**Document excerpt:**
[Start]
The "luminous flux," or perceived brightness, of a light source is

Question

The "luminous flux," or perceived brightness, of a light source is measured in lumens and is inversely proportional to the square of the distance from the light. If a light source produces 200 lumens at a distance of 3 meters, at what distance will the light source produce a luminous flux of 25 lumens?

A. 6 meters
B. \(\sqrt{72}\) meters
C. 9 meters
D. 24 meters
E. 72 meters

A. 6 meters
B.  6\sqrt{2}  meters
C. 9 meters
D. 24 meters
E. 72 meters

IanStewart · Accepted Answer

If one thing x is directly proportional to another thing y, then x = ky, for some constant k. If one thing x is inversely proportional to another thing y, then x = k/y for some constant k.

So here if brightness b is inversely proportional the the square of distance d, then b = k/d^2, for some constant k.

We know that when d=3, we have b=200, so 200 = k/3^2, and k = 1800. So the equation relating brightness and distance is b = 1800/d^2. Thus when b = 25, we have:

25 = 1800/d^2
d^2 = 1800/25
d = √(1800/25)
d = √2 √900 / 5 = (√2)*30/5 = 6√2

I really dislike that they've written the correct answer as √72; that is not simplified, and a root in an answer choice should not be written that way. A test taker with good habits, who simplifies roots immediately, will get to the answer 6√2, and won't see their answer among the choices. That's really not fair - a test taker shouldn't be punished for doing math the right way.

GMATinsight · Answer

Flux  is Inversely Proportional to  (Distance)^2

i.e.  F_1 / F_2 = (D_2 / D_1)^2

F_1 = 200 
 D_1 = 3 
 F_2 = 25

so,  200 / 25 = (D_2 / 3)^2 
i.e.  8 = (D_2 / 3)^2 
i.e.  2\sqrt{2} = (D_2 / 3) 
i.e.  D_2 = 6\sqrt{2} = \sqrt{72}

Answer: Option B

Bunuel · Answer

Edited. Thank you.

balamoon · Answer

Solution -

Given that, Flux ∝ 1/distance^2

F1/F2 = d2/d1 --> 200/25 = d^2/9 ------> d^2=72 ----> d= \sqrt{36*2} ------->d= 6\sqrt{2}  meters
ANS B

chetan2u · Answer

l=\frac{constant*1}{d^2}

200=\frac{constant*1}{3^2} 
 constant = 200*9=1800

for 25 lumens..
 25=\frac{1800*1}{d^2} ..
[End]
**Task details:** In the luminous flux thread, what value does the accepted answer find for the constant k?

**Record set:**
[Start]
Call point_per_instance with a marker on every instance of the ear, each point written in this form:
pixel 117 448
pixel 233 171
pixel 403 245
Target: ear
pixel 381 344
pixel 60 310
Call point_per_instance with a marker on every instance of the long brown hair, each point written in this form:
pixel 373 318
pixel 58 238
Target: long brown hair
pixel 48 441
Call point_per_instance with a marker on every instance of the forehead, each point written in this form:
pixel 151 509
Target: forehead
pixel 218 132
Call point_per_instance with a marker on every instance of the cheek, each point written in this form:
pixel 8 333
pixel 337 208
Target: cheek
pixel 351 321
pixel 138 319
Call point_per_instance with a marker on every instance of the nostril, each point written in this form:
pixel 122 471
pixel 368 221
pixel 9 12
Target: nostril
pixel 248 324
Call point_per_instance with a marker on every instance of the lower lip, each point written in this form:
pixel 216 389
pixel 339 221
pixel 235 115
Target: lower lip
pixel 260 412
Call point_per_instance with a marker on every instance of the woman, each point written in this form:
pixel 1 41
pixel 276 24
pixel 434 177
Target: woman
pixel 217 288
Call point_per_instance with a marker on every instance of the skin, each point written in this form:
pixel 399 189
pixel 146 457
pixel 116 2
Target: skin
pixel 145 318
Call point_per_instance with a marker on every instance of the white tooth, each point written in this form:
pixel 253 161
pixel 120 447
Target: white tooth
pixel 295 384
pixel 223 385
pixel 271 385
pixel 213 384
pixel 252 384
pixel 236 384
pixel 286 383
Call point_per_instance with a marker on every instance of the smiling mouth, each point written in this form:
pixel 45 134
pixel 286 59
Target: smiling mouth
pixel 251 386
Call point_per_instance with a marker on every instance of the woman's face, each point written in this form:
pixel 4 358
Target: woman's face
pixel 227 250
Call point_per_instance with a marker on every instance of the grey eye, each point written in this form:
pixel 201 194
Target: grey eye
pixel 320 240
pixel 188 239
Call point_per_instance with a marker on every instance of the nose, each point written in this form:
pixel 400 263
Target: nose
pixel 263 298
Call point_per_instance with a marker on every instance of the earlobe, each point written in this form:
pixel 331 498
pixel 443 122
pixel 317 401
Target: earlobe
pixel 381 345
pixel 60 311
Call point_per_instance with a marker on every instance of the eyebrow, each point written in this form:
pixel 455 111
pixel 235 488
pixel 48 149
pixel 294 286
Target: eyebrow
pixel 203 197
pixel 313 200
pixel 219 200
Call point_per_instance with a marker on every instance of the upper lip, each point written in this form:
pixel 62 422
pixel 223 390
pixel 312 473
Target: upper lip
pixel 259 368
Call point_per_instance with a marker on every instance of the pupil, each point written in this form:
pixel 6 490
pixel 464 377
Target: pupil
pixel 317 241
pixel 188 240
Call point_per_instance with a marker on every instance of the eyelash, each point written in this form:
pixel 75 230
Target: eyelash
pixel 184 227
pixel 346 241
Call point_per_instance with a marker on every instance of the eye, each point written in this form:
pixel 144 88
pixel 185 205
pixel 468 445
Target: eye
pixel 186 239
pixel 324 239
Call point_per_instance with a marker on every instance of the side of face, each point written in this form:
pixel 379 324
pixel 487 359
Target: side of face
[End]
**Solution to this exercise:** 1800